TEXT SECTION:
################

In the original description, Powell described the species as follows:

Shell small, very similar to daphnelloides, but with a reversal of the sculptural plan, the spirals being subsidiary to strongly developed axials. Biconic, height of aperture half that of shell. Spiral sculpture of sharply raised narrow cords, 4 on spire-whorls and 20 on body-whorl, the last 8 closely spaced on the anterior end, elsewhere with interspaces from 2 to 4 times width of cords. On the spire the first cord submargins the suture, after which there is a broad, free space on the shoulder or sinus area. Axials strong, narrowly rounded, 15 per whorl. Aperture with two distinct plaits and six short lirations within the outer lip.

The holotype of the species measures 6 mm in height and 2.5 mm in diameter.

==Taxonomy==

The species was first described by A.W.B. Powell in 1944, using the name Mitrithara fenestrata. Thomas A. Darragh recombined the species, moving it to the genus Mitromorpha in 2024. The holotype was collected from Fossil Beach, Balcombe Bay, Victoria, at an unknown date prior to 1944, and is held by the Auckland War Memorial Museum.

==Distribution==

This extinct marine species dates to the middle Miocene, and occurs in the strata of the Port Phillip Basin of Victoria, Australia, from the Gellibrand Formation.

################

EXTRACTED DATA:
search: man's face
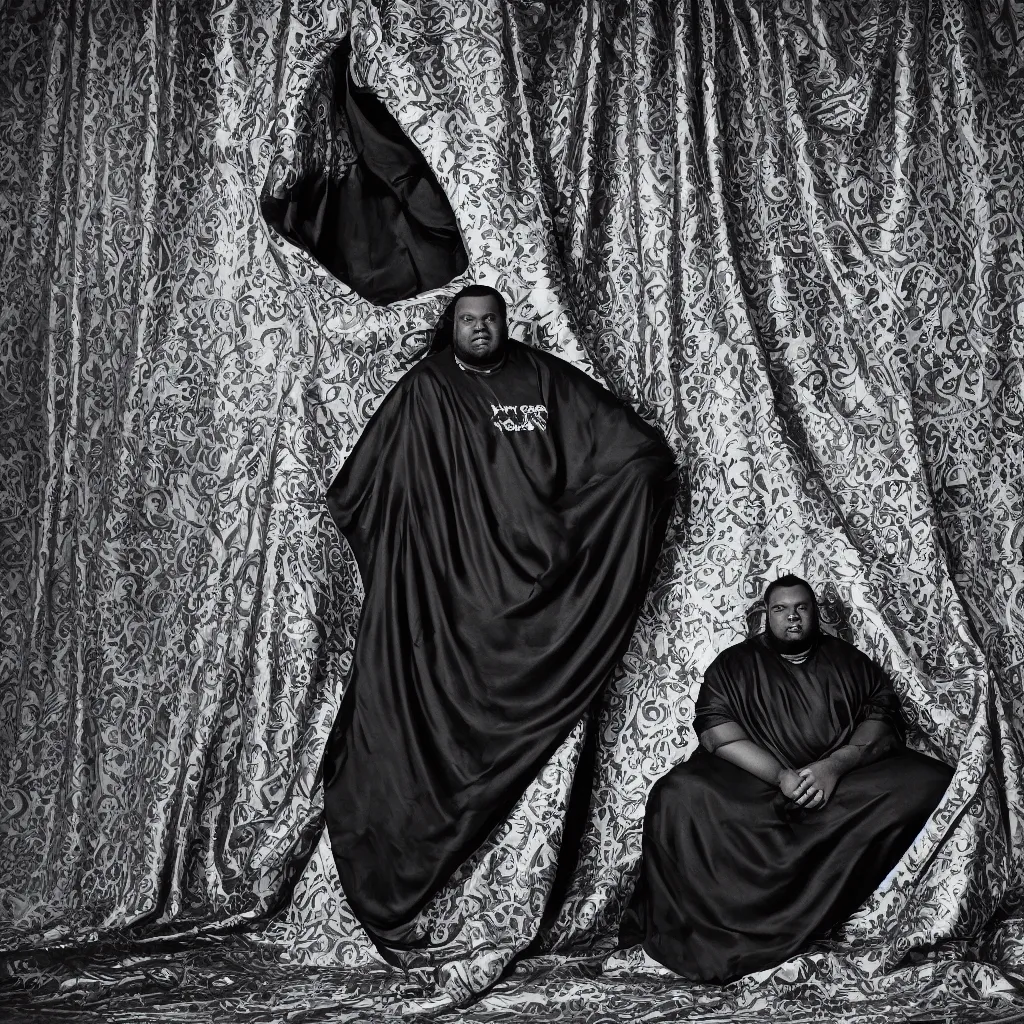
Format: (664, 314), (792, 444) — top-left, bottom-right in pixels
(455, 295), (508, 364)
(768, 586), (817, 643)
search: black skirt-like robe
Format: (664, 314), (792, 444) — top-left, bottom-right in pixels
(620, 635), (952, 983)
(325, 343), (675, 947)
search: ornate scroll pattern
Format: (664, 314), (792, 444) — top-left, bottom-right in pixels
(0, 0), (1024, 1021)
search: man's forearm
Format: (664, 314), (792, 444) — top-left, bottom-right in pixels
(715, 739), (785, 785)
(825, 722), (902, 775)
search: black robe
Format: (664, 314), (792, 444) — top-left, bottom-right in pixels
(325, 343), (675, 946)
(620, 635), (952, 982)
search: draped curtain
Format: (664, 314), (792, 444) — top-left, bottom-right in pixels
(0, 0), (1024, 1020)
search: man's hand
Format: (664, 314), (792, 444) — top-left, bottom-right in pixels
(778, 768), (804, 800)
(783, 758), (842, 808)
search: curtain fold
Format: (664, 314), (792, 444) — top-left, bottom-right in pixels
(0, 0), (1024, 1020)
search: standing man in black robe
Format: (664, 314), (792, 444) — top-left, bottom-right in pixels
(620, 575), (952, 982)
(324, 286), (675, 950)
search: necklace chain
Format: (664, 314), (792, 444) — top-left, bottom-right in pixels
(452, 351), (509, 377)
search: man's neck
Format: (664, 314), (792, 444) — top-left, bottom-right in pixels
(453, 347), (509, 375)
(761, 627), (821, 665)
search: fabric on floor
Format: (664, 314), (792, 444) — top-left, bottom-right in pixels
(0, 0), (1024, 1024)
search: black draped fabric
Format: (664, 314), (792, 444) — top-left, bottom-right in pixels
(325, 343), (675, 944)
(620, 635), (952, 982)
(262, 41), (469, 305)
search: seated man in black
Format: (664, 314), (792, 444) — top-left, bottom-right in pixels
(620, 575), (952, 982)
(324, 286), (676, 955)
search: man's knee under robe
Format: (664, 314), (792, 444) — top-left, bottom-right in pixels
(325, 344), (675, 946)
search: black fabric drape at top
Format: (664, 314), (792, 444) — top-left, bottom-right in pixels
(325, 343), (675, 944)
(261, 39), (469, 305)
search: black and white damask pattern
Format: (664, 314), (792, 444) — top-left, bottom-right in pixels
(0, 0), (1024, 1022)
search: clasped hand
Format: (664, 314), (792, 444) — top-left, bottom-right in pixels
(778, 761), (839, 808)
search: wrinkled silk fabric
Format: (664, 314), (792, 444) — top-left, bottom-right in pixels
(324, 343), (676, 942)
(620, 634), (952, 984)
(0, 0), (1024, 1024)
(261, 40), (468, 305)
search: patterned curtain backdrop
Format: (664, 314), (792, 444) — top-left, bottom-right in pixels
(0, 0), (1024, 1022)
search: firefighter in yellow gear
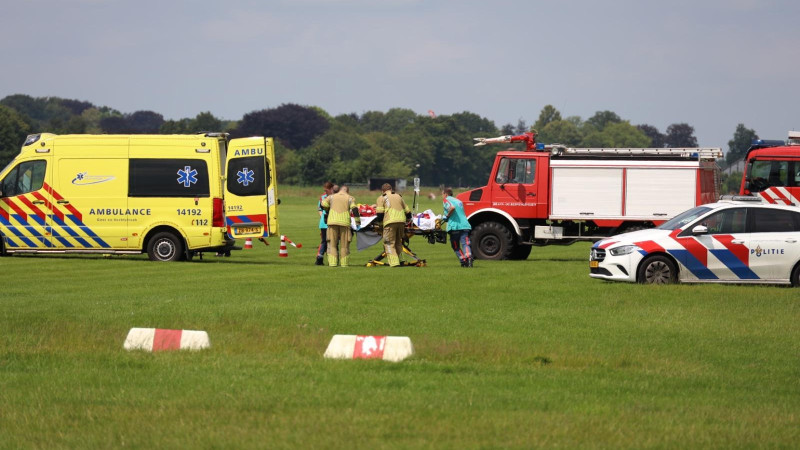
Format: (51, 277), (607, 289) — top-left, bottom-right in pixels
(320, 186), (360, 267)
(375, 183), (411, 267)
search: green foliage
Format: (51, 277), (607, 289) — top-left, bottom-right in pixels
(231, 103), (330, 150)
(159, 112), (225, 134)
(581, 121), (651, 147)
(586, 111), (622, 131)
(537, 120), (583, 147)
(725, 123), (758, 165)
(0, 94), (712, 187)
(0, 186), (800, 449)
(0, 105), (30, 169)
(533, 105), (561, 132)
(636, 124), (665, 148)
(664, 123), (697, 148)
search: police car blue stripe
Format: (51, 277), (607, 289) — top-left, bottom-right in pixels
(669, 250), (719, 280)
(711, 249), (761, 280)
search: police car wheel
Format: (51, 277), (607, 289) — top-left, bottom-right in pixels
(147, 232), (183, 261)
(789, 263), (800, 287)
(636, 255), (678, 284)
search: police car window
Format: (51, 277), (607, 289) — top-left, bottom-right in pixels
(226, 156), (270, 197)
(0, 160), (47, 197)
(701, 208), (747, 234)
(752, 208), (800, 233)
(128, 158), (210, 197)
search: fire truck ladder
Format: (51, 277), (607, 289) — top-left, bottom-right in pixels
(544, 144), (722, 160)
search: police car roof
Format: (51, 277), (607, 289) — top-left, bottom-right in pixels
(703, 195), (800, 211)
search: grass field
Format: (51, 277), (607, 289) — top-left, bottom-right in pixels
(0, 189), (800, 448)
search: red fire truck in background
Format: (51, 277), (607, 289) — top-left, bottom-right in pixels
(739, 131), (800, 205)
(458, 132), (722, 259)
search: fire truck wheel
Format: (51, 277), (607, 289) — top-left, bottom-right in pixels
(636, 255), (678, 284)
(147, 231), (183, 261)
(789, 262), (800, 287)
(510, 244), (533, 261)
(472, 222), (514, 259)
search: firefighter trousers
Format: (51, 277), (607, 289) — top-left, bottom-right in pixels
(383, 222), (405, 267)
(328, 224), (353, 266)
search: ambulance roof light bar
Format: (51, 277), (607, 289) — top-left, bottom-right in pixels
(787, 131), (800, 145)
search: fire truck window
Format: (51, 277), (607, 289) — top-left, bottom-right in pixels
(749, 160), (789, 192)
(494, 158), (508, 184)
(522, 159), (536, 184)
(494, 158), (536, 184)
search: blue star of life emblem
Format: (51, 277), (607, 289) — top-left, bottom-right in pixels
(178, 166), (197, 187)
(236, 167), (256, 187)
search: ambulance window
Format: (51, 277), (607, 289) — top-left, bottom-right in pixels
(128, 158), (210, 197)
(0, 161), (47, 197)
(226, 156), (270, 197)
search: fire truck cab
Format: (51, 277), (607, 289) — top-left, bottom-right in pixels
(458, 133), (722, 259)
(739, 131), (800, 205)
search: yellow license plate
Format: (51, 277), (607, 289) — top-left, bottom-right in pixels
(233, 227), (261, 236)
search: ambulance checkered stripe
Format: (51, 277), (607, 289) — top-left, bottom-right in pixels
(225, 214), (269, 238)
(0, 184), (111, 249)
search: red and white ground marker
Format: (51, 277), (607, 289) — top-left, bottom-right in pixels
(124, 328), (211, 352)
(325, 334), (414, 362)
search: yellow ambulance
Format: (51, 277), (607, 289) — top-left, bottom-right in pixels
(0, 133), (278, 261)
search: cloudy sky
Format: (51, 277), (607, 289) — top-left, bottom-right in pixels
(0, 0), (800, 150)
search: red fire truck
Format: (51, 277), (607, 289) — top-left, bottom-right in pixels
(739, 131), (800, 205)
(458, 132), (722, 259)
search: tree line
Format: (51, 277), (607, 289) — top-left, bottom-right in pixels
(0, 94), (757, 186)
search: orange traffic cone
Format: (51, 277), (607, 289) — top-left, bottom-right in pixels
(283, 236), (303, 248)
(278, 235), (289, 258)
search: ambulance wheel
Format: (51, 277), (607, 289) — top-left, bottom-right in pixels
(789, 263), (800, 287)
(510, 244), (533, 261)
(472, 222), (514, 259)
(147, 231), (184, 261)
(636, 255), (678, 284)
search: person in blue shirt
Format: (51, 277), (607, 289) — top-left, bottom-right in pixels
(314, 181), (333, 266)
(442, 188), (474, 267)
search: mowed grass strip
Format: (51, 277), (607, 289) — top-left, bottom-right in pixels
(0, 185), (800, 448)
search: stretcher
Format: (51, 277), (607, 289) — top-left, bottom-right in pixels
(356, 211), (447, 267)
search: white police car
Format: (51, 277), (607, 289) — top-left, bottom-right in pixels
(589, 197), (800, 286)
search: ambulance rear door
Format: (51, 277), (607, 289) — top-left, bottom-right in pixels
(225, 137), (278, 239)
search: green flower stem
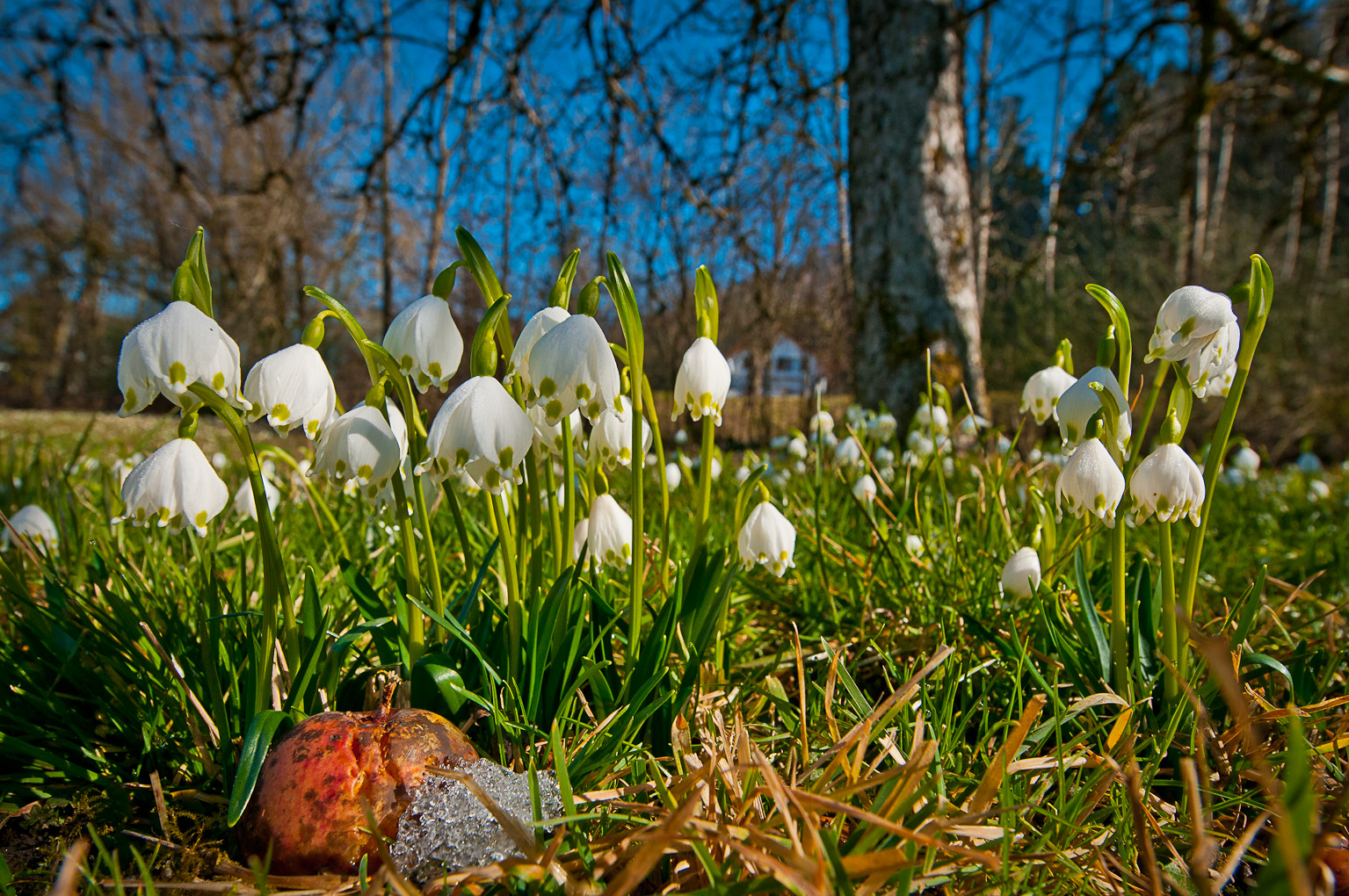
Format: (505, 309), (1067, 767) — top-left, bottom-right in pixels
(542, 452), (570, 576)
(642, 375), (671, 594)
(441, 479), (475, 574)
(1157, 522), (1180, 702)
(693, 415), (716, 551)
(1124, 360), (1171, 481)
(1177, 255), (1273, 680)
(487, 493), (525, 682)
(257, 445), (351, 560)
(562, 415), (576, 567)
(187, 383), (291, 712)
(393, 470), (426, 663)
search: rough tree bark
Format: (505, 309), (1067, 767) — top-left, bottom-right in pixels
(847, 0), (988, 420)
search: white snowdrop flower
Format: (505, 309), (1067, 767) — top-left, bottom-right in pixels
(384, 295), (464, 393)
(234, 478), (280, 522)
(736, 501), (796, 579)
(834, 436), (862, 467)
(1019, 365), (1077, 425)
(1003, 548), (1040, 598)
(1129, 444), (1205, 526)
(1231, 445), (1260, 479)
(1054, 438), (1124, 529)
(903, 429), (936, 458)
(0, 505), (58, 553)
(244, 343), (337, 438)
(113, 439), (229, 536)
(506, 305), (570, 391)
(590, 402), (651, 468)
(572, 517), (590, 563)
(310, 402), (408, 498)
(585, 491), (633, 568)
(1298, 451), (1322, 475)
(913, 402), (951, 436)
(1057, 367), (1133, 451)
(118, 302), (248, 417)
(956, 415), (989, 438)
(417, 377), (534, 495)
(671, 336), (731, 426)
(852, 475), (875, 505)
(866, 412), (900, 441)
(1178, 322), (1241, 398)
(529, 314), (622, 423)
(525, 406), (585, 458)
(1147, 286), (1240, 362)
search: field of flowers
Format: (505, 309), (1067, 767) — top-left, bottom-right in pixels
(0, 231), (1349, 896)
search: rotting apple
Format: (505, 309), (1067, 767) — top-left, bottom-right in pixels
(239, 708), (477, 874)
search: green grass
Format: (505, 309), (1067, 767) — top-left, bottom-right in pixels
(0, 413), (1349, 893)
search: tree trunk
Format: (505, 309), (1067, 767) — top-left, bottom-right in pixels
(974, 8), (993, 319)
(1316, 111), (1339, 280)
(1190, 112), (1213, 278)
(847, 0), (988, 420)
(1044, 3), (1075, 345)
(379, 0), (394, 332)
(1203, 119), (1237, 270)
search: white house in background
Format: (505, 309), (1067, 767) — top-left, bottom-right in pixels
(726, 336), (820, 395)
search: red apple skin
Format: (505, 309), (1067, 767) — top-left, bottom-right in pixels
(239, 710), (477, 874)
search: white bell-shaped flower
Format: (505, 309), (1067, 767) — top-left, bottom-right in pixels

################

EXERCISE INSTRUCTIONS: Update the species account by rewriting everything from "The species was" down to "War Memorial Museum.", with "recombined" changed to "reclassified".

COMPLETED TASK:
The species was first described by A.W.B. Powell in 1944, using the name Mitrithara fenestrata. Thomas A. Darragh reclassified the species, moving it to the genus Mitromorpha in 2024. The holotype was collected from Fossil Beach, Balcombe Bay, Victoria, at an unknown date prior to 1944, and is held by the Auckland War Memorial Museum.